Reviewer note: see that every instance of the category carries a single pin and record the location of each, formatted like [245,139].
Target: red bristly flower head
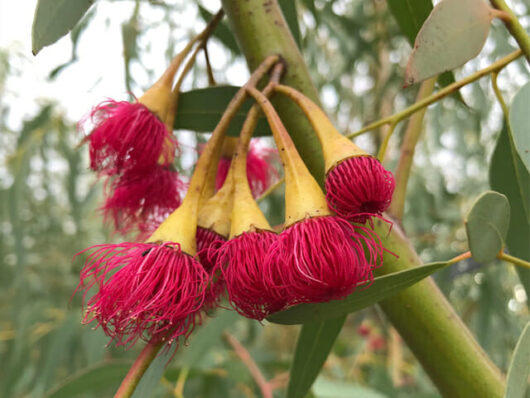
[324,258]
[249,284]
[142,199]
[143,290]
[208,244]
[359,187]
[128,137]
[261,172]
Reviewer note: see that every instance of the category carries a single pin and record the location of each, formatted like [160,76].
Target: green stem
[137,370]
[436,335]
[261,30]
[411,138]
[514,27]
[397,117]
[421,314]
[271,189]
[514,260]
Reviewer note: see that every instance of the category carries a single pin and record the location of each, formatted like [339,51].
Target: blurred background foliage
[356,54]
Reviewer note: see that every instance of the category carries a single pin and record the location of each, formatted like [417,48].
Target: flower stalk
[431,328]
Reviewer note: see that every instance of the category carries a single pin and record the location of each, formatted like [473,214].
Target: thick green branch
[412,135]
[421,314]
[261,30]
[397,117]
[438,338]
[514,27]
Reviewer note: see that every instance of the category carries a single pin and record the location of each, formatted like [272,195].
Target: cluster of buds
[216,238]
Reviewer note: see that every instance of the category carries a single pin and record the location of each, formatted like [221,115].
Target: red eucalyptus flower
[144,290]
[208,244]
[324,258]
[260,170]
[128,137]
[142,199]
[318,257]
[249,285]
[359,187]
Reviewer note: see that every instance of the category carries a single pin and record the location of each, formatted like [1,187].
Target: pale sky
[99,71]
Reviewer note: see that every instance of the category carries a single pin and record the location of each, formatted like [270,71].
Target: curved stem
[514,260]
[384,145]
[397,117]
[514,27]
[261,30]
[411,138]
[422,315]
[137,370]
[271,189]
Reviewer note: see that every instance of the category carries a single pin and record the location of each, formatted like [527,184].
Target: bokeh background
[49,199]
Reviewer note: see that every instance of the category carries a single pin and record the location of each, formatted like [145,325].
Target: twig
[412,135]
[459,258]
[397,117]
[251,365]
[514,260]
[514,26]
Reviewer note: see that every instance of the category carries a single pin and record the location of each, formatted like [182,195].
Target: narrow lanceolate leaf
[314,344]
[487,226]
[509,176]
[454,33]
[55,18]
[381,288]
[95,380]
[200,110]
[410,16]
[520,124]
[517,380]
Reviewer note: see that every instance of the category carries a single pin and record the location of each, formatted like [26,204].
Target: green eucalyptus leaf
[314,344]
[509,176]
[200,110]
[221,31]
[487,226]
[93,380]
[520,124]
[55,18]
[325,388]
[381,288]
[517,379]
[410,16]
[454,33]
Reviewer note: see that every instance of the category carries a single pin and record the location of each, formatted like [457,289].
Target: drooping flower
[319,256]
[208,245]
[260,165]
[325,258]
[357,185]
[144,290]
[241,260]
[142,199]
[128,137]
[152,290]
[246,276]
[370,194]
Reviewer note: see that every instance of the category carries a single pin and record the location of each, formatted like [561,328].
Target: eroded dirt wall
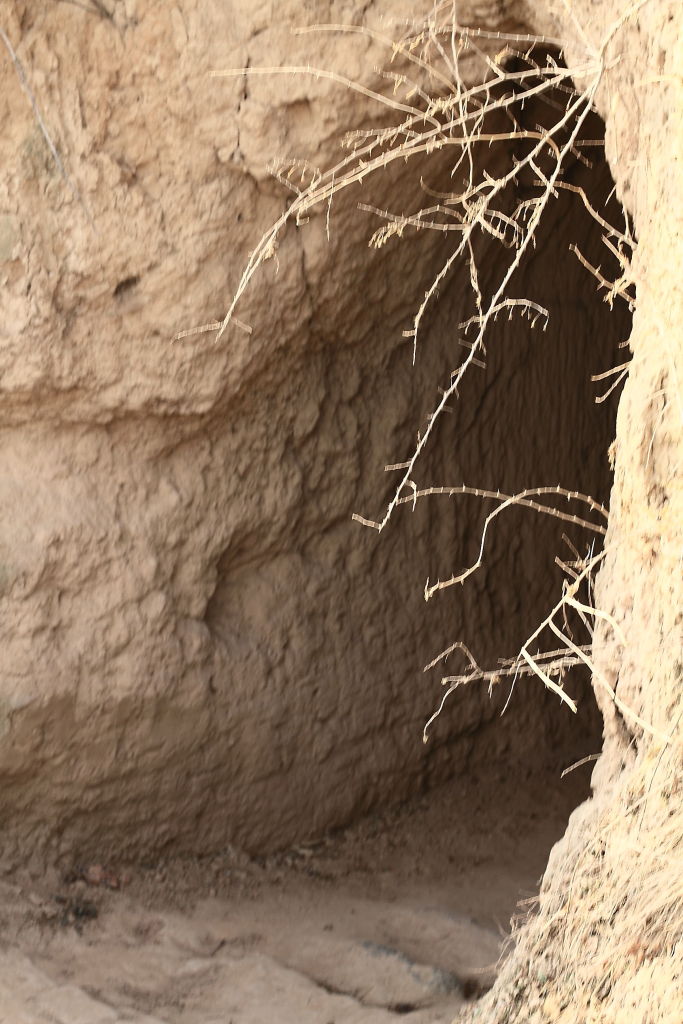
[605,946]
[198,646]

---

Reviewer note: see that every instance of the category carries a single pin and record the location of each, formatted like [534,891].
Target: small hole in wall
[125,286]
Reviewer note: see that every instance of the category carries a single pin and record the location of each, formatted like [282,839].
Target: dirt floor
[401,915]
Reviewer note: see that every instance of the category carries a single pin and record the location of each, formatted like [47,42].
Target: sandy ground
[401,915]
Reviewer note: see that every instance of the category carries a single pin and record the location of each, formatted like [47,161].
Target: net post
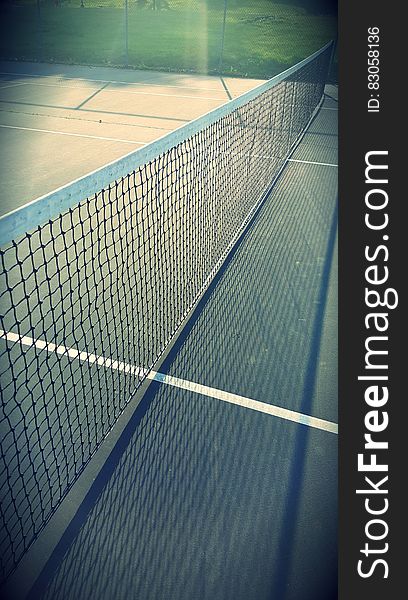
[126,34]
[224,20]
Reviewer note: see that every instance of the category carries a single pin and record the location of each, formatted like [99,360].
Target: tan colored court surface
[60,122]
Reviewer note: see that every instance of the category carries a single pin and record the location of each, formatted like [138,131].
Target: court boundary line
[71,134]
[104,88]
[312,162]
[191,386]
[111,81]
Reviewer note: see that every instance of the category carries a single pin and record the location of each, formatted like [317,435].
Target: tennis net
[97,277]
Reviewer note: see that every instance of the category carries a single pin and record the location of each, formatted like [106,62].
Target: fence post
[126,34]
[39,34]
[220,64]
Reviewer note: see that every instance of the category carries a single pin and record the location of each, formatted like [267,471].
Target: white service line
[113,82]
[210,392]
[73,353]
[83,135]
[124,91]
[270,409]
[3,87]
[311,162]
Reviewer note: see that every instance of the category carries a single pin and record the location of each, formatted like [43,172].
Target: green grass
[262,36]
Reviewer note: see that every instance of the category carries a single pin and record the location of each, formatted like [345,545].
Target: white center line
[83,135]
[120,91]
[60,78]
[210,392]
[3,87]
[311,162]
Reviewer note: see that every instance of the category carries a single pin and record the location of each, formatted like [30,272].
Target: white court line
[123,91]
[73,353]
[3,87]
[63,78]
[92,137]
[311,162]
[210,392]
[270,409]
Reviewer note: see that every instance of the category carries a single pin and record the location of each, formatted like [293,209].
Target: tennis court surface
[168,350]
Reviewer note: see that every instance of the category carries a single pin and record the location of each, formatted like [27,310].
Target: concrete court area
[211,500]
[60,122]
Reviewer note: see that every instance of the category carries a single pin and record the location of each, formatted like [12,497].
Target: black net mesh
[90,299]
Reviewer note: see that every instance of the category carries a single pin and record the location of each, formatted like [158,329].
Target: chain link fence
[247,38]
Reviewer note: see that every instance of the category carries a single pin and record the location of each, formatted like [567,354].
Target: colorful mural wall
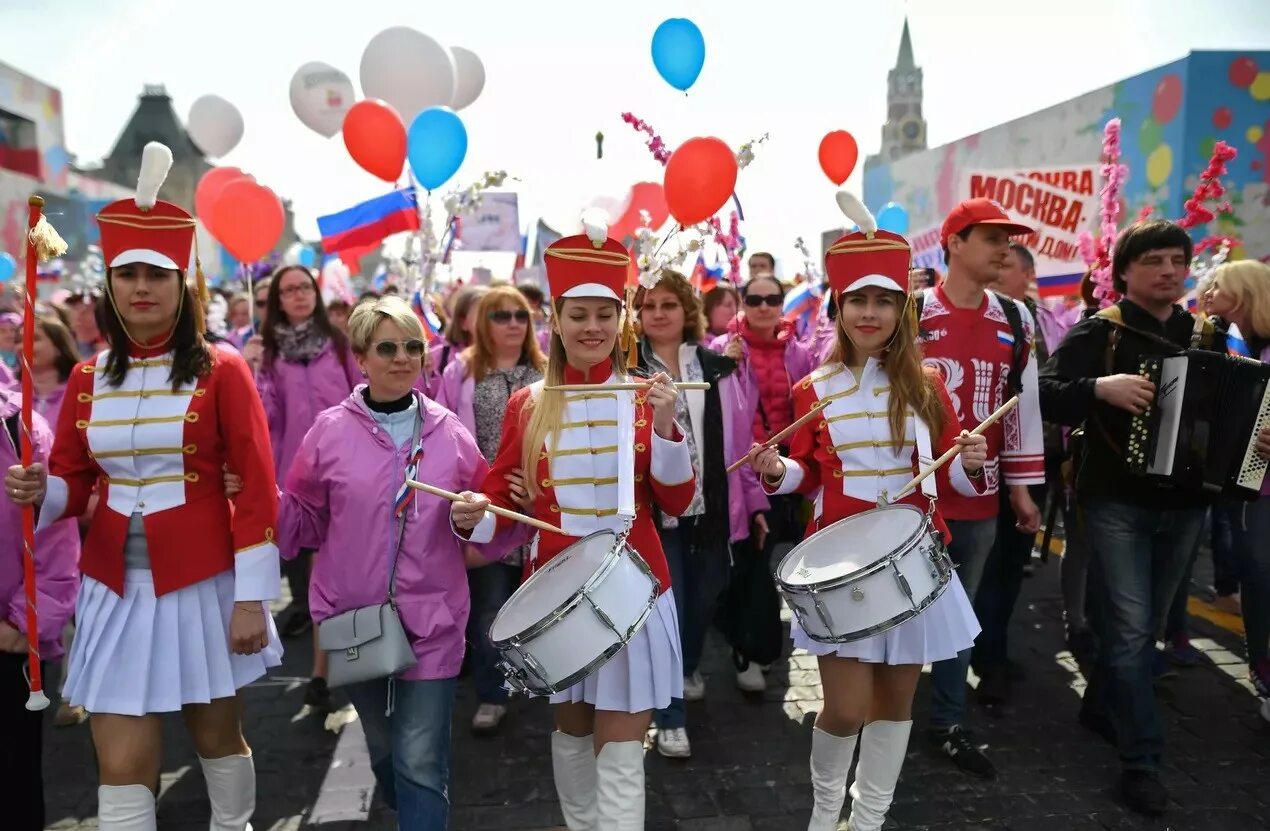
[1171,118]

# OBJECTIVE
Find every line in the data above that contains the string "surface" and copy each one out in full. Matching is case-sensitive.

# SOLUTION TO THIS TASK
Target: tan colored court surface
Target: tennis court surface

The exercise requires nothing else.